** WRITTEN PROBLEM **
Copy everything from the line containing "For the trial run, indicate each instance of the side step" down to the line containing "x=1179 y=479", including both of those lines, reproducing each line without alteration.

** SUPPLIED DATA **

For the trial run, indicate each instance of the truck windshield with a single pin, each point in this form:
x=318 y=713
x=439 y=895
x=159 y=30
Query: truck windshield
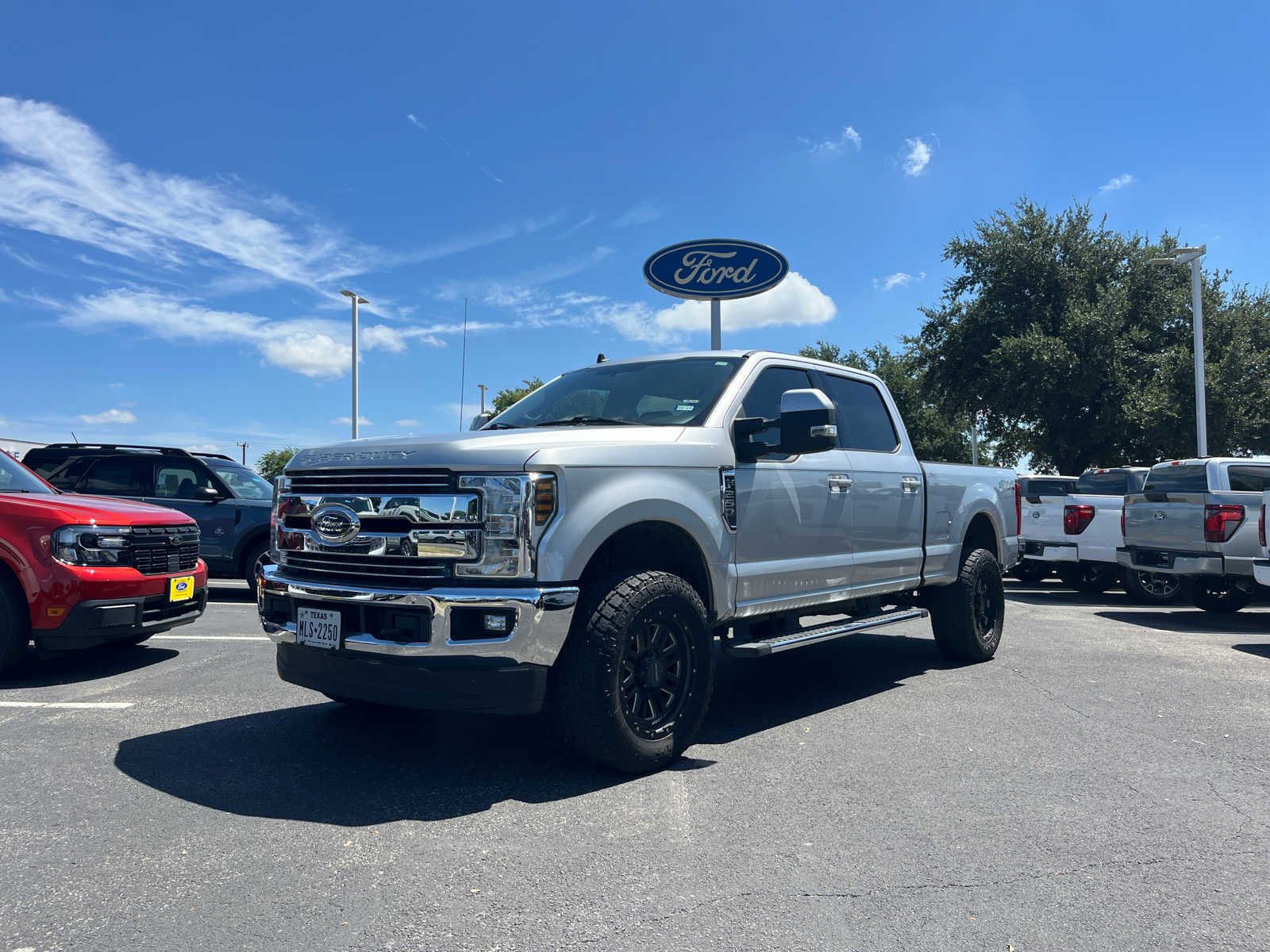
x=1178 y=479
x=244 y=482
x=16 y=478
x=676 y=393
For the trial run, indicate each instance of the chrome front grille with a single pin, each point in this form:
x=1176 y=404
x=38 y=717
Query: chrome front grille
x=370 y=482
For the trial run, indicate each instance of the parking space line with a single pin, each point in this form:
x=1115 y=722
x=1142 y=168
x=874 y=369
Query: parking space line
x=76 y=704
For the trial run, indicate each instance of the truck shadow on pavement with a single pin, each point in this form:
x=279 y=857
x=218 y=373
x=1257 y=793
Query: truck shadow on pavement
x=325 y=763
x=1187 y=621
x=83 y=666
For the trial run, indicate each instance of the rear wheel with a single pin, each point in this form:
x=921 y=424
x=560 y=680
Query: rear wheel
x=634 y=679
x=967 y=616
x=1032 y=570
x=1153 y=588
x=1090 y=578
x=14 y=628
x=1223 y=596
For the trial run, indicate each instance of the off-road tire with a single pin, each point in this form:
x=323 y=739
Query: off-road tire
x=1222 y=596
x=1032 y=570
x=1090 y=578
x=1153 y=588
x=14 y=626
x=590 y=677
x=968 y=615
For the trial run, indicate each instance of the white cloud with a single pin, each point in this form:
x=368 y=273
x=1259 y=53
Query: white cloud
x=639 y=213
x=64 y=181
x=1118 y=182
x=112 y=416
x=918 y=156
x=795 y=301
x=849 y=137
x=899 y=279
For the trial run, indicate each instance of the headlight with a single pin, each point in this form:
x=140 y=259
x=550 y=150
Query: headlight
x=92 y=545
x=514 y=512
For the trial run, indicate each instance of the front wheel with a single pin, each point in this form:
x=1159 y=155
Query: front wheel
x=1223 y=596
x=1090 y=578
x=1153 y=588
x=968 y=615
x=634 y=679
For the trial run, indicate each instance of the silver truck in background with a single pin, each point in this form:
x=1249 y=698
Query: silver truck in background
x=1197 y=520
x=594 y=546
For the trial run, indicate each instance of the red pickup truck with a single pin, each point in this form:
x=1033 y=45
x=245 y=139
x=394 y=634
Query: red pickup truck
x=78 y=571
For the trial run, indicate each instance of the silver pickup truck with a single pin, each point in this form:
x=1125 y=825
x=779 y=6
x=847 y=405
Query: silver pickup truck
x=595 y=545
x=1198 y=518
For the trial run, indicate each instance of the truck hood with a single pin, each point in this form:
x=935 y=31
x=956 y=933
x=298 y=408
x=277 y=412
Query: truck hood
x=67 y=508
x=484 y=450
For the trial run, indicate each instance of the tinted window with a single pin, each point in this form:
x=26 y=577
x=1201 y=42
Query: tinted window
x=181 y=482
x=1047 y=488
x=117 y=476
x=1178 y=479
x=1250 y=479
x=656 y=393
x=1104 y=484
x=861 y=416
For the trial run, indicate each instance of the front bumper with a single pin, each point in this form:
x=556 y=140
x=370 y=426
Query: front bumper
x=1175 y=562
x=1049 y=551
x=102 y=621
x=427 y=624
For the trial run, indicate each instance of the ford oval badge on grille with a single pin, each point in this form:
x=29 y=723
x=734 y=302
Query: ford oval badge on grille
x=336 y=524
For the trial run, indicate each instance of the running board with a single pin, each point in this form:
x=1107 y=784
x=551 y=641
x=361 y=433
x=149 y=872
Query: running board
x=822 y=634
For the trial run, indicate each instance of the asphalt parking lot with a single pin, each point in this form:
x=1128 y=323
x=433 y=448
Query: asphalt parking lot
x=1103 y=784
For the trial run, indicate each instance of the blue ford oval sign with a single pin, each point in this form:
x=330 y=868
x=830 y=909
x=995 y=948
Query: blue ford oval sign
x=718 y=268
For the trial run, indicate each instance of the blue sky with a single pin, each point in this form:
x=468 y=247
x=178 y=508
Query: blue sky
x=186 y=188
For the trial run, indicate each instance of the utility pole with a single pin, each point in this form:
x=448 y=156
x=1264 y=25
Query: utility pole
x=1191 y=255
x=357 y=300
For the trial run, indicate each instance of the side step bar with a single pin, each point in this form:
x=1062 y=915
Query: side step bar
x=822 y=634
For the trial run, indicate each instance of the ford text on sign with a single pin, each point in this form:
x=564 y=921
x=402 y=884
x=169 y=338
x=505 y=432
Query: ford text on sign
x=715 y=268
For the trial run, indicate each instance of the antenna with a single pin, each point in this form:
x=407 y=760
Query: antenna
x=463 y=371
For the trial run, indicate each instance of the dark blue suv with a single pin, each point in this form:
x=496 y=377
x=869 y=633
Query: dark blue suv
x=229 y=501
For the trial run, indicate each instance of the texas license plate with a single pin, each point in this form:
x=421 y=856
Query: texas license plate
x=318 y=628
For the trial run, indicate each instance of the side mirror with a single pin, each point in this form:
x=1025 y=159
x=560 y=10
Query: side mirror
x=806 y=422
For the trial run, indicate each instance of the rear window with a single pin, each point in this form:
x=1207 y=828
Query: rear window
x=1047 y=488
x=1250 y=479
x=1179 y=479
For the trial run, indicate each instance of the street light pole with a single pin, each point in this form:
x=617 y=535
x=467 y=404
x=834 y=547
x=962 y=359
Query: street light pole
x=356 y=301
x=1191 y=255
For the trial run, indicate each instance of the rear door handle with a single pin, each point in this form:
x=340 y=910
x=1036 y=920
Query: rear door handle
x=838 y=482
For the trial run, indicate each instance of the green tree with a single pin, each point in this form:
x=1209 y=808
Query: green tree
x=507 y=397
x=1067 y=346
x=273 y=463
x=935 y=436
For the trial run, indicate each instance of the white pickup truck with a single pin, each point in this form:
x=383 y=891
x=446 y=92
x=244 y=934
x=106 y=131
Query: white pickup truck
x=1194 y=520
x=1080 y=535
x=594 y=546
==
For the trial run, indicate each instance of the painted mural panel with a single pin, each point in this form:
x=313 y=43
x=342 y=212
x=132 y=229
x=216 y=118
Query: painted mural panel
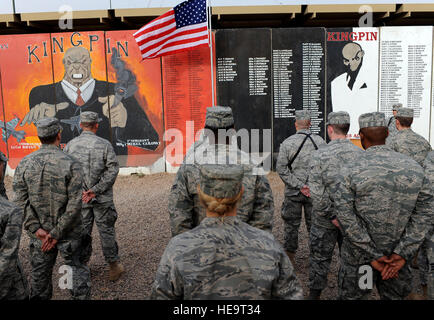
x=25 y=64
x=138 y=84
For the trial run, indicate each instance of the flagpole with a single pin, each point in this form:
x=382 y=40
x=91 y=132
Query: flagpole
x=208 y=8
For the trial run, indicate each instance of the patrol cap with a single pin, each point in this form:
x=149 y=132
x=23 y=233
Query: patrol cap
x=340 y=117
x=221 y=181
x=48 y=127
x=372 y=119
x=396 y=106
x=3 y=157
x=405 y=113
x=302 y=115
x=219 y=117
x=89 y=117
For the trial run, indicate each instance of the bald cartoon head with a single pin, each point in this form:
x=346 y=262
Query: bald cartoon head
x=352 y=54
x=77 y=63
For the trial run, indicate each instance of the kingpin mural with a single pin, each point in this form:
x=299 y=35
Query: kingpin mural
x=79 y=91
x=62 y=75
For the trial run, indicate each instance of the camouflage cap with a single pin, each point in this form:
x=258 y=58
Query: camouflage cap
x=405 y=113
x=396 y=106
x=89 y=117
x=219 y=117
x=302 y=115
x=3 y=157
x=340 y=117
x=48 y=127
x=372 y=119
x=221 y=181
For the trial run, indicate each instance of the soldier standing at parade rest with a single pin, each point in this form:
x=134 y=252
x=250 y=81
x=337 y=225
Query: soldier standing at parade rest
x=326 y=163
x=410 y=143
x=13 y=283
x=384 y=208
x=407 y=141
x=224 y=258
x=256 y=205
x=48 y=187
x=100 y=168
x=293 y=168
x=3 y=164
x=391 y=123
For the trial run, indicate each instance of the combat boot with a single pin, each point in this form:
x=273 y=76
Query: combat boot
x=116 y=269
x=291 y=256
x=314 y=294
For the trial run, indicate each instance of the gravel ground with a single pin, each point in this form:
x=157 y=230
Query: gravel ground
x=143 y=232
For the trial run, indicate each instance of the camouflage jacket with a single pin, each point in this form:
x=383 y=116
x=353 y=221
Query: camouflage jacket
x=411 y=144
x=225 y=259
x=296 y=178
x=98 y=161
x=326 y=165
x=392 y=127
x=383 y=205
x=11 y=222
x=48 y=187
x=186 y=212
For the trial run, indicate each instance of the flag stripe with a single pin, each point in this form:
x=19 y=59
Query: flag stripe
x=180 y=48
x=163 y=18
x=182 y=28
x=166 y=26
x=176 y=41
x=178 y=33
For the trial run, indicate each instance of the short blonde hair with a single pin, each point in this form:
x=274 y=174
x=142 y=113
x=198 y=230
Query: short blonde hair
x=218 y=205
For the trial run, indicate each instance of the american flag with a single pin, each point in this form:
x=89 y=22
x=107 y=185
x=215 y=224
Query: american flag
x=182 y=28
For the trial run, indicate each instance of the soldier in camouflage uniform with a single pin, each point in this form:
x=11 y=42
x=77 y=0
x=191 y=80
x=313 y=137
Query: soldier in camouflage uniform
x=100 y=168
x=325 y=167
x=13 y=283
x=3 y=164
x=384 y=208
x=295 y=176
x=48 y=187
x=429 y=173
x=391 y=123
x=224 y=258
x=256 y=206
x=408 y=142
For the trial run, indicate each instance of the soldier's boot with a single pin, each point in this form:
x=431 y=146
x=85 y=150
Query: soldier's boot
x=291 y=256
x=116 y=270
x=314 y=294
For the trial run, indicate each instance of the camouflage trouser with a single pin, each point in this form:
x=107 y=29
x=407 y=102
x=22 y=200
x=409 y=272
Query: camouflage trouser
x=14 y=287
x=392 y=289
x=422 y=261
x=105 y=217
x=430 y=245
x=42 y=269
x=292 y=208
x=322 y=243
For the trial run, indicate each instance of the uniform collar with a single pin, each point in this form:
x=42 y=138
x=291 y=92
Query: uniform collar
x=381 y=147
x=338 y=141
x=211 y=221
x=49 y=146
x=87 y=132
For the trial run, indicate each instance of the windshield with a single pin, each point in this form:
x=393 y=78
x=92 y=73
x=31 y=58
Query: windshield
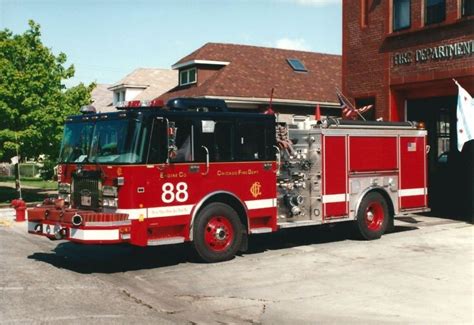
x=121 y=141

** ANSWER TO THE PROBLEM **
For the trial run, indicate each instance of the side step bar with a single pin, each point in this form:
x=1062 y=915
Query: side step bar
x=822 y=634
For the trial run, indicate each instance of the ford text on sign with a single pin, each point in this form:
x=564 y=921
x=402 y=884
x=169 y=338
x=505 y=432
Query: ford text on sign
x=715 y=268
For the trial run, indicate each instance of the antenna with a single pin, each point in this form:
x=407 y=760
Query: antenna
x=463 y=371
For the trial run, indicate each instance of the dark blue suv with a single pin, each point in this form:
x=496 y=377
x=869 y=633
Query: dark blue suv
x=229 y=501
For the trial run, indicate each instance of the texas license plate with a single pin, each point in this form:
x=421 y=856
Query: texas license plate
x=318 y=628
For the trial run, indicate each instance of the side mirror with a single pin, each point in this form:
x=1025 y=159
x=560 y=10
Query: side mirror
x=806 y=422
For the trial run, indicate each instance of the rear window with a single pin, each point in this form:
x=1207 y=828
Query: rear window
x=1047 y=488
x=1250 y=479
x=1179 y=479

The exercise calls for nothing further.